→ **WORK INSTRUCTIONS**
Print the range of lines that opens with the line containing "Find the woman's hand" and closes with the last line of the listing. Include both ends; print nothing more.

### RECORDS PROVIDED

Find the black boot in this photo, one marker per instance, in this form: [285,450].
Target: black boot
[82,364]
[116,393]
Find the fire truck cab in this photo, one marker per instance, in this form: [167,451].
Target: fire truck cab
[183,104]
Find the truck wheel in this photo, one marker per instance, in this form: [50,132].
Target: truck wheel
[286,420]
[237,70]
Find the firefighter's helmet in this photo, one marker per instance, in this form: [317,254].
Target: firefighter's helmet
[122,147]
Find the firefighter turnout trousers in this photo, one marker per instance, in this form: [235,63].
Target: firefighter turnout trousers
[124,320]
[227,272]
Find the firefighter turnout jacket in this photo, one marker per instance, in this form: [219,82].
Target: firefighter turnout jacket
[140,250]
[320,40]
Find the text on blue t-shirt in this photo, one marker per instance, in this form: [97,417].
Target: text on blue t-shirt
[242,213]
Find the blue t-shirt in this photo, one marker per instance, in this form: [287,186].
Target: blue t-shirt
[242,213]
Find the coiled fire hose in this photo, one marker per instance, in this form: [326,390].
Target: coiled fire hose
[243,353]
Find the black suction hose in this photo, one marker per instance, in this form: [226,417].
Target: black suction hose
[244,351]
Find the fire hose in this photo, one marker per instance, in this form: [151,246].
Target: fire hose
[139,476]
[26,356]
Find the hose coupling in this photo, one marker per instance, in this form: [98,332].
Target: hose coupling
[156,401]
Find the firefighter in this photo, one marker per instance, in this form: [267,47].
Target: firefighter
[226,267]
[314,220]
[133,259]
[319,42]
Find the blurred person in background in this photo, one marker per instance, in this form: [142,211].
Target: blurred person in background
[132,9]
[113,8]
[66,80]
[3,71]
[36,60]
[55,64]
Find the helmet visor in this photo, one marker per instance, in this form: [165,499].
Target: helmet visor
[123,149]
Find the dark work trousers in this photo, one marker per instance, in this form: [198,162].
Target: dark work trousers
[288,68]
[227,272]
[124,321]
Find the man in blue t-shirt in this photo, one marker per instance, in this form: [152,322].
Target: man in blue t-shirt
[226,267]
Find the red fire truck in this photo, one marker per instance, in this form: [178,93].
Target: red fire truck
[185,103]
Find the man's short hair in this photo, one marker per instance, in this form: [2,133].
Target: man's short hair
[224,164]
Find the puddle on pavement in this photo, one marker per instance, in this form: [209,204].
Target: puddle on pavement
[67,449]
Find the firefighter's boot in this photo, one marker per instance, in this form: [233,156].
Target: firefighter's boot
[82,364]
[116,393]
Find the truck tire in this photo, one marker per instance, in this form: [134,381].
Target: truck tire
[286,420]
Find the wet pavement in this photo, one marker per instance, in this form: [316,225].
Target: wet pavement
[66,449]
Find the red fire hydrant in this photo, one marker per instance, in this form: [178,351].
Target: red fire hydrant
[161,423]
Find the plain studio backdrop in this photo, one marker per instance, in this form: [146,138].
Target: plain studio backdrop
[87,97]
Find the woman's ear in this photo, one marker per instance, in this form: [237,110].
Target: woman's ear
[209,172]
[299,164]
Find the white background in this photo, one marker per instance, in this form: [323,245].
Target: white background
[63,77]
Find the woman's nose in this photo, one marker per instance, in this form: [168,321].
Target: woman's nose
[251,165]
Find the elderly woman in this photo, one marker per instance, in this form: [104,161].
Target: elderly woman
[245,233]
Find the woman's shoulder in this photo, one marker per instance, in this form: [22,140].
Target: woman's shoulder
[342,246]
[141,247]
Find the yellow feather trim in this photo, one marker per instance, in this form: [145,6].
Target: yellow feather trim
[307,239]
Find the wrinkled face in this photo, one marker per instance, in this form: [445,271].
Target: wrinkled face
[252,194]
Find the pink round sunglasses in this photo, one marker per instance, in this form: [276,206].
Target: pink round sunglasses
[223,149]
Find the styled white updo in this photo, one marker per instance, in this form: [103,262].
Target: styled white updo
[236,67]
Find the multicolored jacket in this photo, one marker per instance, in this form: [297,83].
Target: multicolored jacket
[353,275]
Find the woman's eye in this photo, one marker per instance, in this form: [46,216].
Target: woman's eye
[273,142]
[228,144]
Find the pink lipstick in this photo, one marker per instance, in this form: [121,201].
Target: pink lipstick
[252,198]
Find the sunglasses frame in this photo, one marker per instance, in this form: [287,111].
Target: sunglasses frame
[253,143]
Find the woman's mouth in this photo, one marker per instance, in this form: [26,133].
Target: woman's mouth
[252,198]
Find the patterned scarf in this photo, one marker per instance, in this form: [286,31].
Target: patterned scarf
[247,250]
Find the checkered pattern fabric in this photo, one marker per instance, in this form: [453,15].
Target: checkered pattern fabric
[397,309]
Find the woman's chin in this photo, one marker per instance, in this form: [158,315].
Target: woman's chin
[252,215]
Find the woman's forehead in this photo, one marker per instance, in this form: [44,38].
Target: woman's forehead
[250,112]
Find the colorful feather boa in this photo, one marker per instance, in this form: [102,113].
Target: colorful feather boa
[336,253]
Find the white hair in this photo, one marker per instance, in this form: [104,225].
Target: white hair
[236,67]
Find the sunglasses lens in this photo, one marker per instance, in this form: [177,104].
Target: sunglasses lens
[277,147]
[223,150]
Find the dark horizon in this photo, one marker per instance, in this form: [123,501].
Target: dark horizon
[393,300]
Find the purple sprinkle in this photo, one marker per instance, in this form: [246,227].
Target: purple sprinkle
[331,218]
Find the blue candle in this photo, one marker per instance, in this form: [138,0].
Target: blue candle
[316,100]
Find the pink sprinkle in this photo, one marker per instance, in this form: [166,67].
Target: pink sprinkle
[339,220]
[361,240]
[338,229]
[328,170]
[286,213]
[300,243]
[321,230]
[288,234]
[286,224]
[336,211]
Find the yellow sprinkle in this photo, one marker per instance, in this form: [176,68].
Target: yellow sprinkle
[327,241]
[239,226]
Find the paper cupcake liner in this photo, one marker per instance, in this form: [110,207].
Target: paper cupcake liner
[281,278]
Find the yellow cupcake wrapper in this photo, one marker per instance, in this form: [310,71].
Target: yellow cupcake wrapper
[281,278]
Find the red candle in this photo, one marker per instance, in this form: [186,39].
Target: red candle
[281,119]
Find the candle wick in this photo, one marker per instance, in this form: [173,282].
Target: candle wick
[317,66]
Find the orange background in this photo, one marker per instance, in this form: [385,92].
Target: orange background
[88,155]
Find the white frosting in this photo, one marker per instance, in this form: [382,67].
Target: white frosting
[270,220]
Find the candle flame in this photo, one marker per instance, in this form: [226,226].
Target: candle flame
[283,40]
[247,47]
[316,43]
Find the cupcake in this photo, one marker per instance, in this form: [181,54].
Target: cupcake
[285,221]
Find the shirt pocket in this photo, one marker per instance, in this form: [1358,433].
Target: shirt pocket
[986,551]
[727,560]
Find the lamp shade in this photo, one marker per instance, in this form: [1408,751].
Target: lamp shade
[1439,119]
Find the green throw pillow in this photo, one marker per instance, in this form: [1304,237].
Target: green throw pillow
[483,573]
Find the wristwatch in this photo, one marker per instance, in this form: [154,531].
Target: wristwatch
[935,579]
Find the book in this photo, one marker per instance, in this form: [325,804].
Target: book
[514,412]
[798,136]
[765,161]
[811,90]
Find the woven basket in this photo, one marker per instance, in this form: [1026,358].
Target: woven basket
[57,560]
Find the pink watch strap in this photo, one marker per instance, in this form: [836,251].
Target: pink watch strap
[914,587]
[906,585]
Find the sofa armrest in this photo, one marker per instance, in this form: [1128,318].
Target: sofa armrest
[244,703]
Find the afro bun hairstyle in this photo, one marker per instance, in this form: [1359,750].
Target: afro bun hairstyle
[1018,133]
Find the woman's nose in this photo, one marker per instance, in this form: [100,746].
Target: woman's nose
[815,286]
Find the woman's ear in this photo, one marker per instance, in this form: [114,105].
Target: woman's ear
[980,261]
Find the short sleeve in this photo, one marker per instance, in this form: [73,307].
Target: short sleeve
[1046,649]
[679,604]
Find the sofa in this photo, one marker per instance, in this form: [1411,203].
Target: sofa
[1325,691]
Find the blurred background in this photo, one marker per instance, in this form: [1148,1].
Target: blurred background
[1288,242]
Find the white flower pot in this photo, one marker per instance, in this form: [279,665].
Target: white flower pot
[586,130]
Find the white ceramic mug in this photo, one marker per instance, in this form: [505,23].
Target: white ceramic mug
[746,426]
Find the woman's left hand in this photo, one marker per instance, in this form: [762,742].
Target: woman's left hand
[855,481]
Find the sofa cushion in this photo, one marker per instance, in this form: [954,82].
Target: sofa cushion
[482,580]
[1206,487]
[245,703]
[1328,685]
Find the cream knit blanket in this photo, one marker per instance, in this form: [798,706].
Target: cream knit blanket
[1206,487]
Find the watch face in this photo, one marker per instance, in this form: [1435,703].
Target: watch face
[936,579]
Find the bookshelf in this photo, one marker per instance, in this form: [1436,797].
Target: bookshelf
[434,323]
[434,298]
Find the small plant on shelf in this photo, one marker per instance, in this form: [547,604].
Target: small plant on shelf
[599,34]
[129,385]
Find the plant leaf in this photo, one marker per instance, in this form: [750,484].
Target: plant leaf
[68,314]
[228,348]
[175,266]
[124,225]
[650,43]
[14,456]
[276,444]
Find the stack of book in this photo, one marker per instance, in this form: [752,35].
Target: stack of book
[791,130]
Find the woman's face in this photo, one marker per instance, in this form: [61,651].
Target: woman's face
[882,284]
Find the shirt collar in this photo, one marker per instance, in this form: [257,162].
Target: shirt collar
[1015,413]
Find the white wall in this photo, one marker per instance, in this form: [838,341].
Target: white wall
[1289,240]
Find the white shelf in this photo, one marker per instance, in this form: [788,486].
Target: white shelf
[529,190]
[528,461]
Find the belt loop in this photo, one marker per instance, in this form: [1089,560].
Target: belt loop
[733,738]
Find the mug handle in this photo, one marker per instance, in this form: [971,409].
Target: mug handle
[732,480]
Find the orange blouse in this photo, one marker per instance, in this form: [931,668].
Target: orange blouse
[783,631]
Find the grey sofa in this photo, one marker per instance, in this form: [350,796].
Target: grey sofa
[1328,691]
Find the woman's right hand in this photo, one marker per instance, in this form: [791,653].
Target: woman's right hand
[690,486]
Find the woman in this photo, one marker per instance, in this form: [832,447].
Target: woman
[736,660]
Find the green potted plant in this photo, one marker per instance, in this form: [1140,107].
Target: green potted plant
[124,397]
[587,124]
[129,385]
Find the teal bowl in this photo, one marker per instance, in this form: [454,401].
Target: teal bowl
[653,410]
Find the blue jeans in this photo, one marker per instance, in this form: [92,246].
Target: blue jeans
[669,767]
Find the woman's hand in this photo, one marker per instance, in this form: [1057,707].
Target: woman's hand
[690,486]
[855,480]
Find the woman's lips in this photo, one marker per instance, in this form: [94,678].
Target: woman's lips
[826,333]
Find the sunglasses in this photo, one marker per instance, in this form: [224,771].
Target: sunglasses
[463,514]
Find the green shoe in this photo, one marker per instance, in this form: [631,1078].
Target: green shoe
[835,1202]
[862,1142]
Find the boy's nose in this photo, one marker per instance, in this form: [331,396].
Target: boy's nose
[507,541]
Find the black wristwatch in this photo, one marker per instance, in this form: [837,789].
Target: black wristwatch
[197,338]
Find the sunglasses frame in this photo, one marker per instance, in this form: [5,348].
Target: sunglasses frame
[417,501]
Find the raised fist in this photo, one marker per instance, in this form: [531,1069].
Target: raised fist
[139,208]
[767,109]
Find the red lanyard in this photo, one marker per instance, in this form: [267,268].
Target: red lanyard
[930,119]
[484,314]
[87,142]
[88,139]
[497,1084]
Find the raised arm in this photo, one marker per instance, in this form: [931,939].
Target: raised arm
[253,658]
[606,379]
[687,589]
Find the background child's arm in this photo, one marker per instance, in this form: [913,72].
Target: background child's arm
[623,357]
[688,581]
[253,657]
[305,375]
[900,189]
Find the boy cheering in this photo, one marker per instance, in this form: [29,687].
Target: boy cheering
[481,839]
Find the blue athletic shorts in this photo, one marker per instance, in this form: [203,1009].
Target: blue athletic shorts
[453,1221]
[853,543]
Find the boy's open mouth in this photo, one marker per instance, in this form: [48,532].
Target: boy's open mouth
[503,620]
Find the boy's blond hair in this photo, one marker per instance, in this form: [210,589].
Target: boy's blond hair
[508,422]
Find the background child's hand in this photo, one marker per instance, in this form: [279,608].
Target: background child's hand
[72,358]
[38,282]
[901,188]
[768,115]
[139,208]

######

→ **EXERCISE ANSWER**
Find the woman's hand in this photo, one marker per instance, in this form: [1057,707].
Target: woman's hand
[690,486]
[855,480]
Find the woman's lips in this photo, one marker per instance, in this form: [94,678].
Target: woman's lips
[826,333]
Find the sunglasses in this photo, one marker per instance, in this form: [224,771].
Target: sunglasses
[463,514]
Find the green shoe in this photo, one marker per instance, in this form: [631,1078].
Target: green shoe
[835,1202]
[862,1142]
Find the boy's nose in this photo, one marker per instance, in this form: [331,396].
Target: boy's nose
[507,541]
Find the black wristwatch in this photo, one marker per instance, in this form: [837,789].
Target: black wristwatch
[197,338]
Find the sunglasses frame in this photo, one marker per instance, in this form: [5,348].
Target: sunglasses frame
[417,501]
Find the raised fist in this photo, one marker per instance, in this form: [531,1069].
Target: raised fist
[139,208]
[767,109]
Find the red lanyard in this photo, one marker per instance, in this form: [267,268].
Target: red lanyard
[930,119]
[484,314]
[87,142]
[88,139]
[497,1084]
Find the raised arm in this photo, one marker per instance, in this form: [931,939].
Target: raised arm
[253,658]
[606,379]
[687,589]
Find the background child's arm in this photo, one marker per instance, in this form: [913,72].
Target: background child's arm
[623,357]
[688,581]
[253,657]
[305,375]
[900,189]
Find the boy cheering in this photo, one marker per instance, in this form: [29,687].
Target: boy cheering
[481,839]
Find the blue athletic shorts in this photo, one marker per instance, in this form: [203,1009].
Target: blue athletic shorts
[453,1221]
[853,543]
Find the boy's open mouth in this photo, one marker per instance, in this form: [48,532].
Target: boy's open mouth
[503,620]
Find the boy's blond hair in this photo, one marker per instance, in this form: [210,589].
Target: boy's blond hair
[508,422]
Find the background child's hand in this photo, one marker per instance, in this form: [279,608].
Target: background child's hand
[72,358]
[38,282]
[901,188]
[768,115]
[139,208]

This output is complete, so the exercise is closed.